Task 1: List every person named in the text below on the 2025 Rally del Paraguay.

Reading passage:
::::::::
Support category results
- WRC-2 winner: Oliver Solberg Elliott Edmondson Printsport 3:07:00.4
- WRC-3 winner: Matteo Fontana Alessandro Arnaboldi 3:25:35.7

= 2025 Rally del Paraguay =

2nd edition of the Rally del Paraguay

The 2025 Rally del Paraguay (also known as the Ueno Rally del Paraguay 2025) was a motor racing event for rally cars held over four days from 28 to 31 August 2025. It marked the second running of the Rally del Paraguay, and was the tenth round of the 2025 World Rally Championship, 2025 WRC2 Championship and 2025 WRC3 Championship. The 2025 event was based in Encarnación in Itapúa and was contested over nineteen special stages, covering a total competitive distance of 335.22 km.

Sébastien Ogier and Vincent Landais won the rally, and their team, Toyota Gazoo Racing WRT, were the manufacturer's winner. Oliver Solberg and Elliott Edmondson were the winners in the WRC2 category. Matteo Fontana and Alessandro Arnaboldi were the winners in the WRC3 category.

==Background==
===Entry list===
The following crews entered into the rally. The event was opened to crews competing in the World Rally Championship, its support categories, the WRC2 Championship, the WRC3 Championship and privateer entries that were not registered to score points in any championship. Ten were entered under Rally1 regulations, as were twenty-nine Rally2 crews in the WRC2 Championship and six Rally3 crew in the WRC3 Championship.
::::::::
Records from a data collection
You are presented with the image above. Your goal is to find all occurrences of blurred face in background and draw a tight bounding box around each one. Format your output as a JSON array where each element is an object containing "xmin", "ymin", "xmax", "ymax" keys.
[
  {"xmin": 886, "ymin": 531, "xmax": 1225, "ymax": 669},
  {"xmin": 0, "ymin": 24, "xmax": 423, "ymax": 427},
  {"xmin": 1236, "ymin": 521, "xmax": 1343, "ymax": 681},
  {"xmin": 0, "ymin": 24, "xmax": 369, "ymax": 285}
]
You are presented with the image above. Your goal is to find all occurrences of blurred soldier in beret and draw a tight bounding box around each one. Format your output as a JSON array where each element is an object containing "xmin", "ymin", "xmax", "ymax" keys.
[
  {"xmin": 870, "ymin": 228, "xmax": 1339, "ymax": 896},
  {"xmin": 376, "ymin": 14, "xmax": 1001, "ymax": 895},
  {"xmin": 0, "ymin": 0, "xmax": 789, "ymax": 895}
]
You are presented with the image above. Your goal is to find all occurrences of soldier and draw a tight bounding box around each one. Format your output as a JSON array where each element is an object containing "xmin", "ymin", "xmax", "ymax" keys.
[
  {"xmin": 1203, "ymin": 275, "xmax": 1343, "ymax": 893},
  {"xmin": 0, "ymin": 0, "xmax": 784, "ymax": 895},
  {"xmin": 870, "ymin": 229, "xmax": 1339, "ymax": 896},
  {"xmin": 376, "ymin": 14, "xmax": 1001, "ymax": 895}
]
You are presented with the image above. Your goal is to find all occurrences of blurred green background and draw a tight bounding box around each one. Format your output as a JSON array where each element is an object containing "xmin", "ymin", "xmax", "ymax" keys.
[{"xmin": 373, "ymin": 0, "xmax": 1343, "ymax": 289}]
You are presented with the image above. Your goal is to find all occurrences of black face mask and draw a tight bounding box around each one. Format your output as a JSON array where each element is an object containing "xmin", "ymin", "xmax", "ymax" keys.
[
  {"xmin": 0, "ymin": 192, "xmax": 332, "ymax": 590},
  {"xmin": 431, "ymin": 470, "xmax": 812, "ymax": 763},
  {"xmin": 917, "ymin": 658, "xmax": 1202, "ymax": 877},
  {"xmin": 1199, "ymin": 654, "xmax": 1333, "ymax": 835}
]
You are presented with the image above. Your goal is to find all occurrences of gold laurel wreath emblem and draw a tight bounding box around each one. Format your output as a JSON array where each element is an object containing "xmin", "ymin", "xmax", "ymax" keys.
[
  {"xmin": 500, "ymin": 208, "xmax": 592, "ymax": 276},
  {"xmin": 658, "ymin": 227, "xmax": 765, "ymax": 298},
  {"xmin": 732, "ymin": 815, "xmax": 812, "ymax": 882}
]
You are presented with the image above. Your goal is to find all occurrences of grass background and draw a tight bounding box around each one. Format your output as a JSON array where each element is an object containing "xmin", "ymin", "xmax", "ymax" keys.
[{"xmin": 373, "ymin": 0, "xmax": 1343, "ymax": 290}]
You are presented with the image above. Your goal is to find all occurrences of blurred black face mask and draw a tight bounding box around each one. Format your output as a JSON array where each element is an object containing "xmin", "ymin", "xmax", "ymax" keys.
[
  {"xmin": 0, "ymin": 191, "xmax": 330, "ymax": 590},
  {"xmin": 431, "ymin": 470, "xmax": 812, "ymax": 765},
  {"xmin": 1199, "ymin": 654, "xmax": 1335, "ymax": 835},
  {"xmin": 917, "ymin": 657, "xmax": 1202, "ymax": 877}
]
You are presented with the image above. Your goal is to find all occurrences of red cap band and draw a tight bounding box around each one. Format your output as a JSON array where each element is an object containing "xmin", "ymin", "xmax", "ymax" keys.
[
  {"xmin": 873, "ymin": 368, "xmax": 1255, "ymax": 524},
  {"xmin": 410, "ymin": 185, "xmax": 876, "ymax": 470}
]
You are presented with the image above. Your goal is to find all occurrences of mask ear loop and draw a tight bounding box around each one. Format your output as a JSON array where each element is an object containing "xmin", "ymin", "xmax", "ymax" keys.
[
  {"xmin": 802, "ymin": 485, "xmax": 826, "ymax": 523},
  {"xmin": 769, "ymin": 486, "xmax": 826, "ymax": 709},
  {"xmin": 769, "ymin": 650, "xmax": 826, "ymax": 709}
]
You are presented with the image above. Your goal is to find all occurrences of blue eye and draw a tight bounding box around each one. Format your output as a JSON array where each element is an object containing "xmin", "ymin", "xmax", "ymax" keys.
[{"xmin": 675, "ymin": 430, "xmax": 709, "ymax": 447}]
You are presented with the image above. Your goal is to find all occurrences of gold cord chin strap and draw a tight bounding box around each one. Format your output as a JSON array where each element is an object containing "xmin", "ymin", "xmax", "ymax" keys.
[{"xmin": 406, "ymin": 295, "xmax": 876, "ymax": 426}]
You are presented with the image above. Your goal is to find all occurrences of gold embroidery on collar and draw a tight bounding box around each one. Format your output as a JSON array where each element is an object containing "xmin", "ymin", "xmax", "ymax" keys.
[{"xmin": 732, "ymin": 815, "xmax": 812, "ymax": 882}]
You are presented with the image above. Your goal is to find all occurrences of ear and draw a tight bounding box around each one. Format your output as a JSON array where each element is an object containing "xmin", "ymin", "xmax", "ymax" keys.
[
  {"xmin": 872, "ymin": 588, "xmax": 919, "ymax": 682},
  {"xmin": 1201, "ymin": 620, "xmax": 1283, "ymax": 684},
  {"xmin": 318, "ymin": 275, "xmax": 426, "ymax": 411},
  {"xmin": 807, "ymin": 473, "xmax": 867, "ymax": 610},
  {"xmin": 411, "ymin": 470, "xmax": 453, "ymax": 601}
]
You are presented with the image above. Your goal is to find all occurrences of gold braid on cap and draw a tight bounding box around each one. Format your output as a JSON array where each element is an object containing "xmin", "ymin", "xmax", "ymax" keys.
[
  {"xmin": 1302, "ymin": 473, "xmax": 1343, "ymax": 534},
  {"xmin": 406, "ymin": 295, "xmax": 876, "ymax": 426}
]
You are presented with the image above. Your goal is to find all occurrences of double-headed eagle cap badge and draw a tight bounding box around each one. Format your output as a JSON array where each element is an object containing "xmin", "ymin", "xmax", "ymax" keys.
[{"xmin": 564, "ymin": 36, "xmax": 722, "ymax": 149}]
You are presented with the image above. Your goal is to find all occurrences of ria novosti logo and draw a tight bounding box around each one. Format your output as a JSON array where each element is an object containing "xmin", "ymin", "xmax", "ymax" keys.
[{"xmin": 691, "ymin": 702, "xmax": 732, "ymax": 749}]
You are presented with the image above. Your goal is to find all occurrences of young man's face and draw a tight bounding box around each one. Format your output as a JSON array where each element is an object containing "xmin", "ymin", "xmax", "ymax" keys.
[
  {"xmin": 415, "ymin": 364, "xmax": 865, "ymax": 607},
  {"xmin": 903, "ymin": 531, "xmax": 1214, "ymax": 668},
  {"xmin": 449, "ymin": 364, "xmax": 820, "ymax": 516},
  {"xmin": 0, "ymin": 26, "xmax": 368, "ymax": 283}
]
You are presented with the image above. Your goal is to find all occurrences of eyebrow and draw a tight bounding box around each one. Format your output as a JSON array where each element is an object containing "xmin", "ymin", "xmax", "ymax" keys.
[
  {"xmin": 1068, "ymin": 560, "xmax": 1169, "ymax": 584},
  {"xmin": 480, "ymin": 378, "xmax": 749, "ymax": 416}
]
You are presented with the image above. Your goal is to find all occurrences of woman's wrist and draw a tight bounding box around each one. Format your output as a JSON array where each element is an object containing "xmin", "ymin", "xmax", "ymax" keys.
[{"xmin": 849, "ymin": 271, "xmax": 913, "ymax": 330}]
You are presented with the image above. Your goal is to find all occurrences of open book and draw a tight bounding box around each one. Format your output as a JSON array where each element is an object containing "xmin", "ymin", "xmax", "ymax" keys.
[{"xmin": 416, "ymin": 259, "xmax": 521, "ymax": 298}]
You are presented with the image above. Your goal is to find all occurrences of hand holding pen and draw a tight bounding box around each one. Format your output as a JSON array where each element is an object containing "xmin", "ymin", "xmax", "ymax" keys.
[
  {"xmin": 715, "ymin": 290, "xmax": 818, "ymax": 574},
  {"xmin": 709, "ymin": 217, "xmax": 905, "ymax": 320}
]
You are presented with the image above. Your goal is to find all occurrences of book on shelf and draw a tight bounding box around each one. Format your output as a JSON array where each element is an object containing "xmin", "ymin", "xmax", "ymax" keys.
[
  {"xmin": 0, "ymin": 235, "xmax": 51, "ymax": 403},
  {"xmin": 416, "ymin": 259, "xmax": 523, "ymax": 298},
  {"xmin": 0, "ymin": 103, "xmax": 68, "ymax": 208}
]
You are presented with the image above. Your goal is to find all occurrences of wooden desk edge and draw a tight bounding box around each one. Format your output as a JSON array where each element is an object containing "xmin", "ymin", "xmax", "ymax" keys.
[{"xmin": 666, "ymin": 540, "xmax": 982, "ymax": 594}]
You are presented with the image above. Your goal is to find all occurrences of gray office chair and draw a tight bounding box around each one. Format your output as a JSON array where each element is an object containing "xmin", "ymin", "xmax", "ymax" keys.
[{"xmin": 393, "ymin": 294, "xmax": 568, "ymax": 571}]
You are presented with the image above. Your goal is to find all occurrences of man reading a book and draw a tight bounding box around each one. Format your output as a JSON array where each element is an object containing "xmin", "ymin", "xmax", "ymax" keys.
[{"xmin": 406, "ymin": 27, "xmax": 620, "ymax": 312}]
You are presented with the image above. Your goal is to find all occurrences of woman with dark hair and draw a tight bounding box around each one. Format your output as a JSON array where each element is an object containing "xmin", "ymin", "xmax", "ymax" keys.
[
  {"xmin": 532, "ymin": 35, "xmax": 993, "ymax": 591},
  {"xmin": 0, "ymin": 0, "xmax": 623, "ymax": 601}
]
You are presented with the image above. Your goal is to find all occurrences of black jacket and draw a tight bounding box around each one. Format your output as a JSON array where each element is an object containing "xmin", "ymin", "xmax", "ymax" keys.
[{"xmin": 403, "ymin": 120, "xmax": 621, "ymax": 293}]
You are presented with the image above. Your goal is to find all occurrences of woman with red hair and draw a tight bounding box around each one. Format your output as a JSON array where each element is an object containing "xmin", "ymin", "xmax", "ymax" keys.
::::::::
Task 2: Tally the lines of the records above that contain the string "woman", and give only that number.

Reply 1:
- Oliver Solberg
- Elliott Edmondson
- Matteo Fontana
- Alessandro Arnaboldi
- Sébastien Ogier
- Vincent Landais

Reply 2: 3